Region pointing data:
════════════════
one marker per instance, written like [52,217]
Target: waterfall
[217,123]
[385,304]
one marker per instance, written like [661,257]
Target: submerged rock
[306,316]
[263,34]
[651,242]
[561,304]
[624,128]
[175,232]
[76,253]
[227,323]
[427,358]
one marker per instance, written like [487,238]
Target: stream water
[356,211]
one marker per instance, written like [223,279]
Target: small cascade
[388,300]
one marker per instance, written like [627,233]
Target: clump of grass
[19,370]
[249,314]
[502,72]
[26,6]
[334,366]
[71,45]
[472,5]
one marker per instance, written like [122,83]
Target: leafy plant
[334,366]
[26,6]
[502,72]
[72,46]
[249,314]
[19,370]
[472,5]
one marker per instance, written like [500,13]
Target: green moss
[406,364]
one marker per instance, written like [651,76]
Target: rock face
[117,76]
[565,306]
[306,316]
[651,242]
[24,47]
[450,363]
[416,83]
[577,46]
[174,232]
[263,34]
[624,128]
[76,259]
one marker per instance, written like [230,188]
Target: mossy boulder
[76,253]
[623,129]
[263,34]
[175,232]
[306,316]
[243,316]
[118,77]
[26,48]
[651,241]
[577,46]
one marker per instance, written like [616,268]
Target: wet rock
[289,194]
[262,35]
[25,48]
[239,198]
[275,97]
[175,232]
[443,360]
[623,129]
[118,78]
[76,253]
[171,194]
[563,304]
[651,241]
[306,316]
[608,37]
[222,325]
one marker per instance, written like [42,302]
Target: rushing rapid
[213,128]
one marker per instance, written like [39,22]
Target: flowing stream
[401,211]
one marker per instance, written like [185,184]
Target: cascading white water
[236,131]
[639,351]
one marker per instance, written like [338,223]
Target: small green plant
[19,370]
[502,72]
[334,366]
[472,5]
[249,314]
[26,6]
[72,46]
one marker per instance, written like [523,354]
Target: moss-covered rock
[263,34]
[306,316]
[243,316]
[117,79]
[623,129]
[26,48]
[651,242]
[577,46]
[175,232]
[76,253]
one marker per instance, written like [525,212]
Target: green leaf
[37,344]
════════════════
__PROBLEM TO SOLVE__
Every record above is to be given again precisely.

__EXERCISE OUTPUT__
one marker per instance, written like [52,217]
Target: waterfall
[217,123]
[385,304]
one marker per instance, written like [661,257]
Target: submerged rock
[306,316]
[263,34]
[651,242]
[561,304]
[624,128]
[175,232]
[76,253]
[227,323]
[427,358]
one marker per instance, written like [487,238]
Target: stream water
[356,211]
one marker per instance, written like [223,279]
Target: small cascade
[388,300]
one marker per instance, written like [627,233]
Target: clump of grass
[19,370]
[249,314]
[502,72]
[26,6]
[334,366]
[71,45]
[472,5]
one marker per instance, written like [122,83]
Target: leafy plant
[334,366]
[26,6]
[502,72]
[72,46]
[249,314]
[19,370]
[472,5]
one marker per instance, written like [500,13]
Target: green moss
[406,364]
one marker per instance, written like [651,76]
Target: rock face
[117,76]
[565,306]
[306,316]
[651,242]
[24,47]
[450,363]
[416,83]
[577,46]
[174,232]
[263,34]
[624,128]
[76,259]
one marker per instance, written like [230,188]
Target: mossy boulder
[76,253]
[623,129]
[263,34]
[175,232]
[306,316]
[243,316]
[118,77]
[26,48]
[651,241]
[577,46]
one marker per instance, written like [616,268]
Target: wet rock
[289,194]
[262,35]
[25,48]
[239,198]
[275,97]
[175,232]
[443,360]
[623,129]
[118,78]
[76,253]
[171,194]
[563,304]
[651,241]
[306,316]
[608,37]
[222,325]
one marker per instance, written like [42,302]
Target: rushing rapid
[213,128]
one marker per instance, written like [39,22]
Target: flowing stream
[401,211]
one marker per instance, written like [185,184]
Target: cascading white water
[236,131]
[639,351]
one marker per instance, written like [338,223]
Target: small green plant
[19,370]
[502,72]
[334,366]
[472,5]
[249,314]
[26,6]
[72,46]
one marker per instance, written like [523,354]
Target: moss-covered rock
[263,34]
[306,316]
[243,316]
[117,79]
[623,129]
[26,48]
[651,242]
[577,46]
[175,232]
[76,253]
one marker per instance, written like [525,212]
Target: green leaf
[37,344]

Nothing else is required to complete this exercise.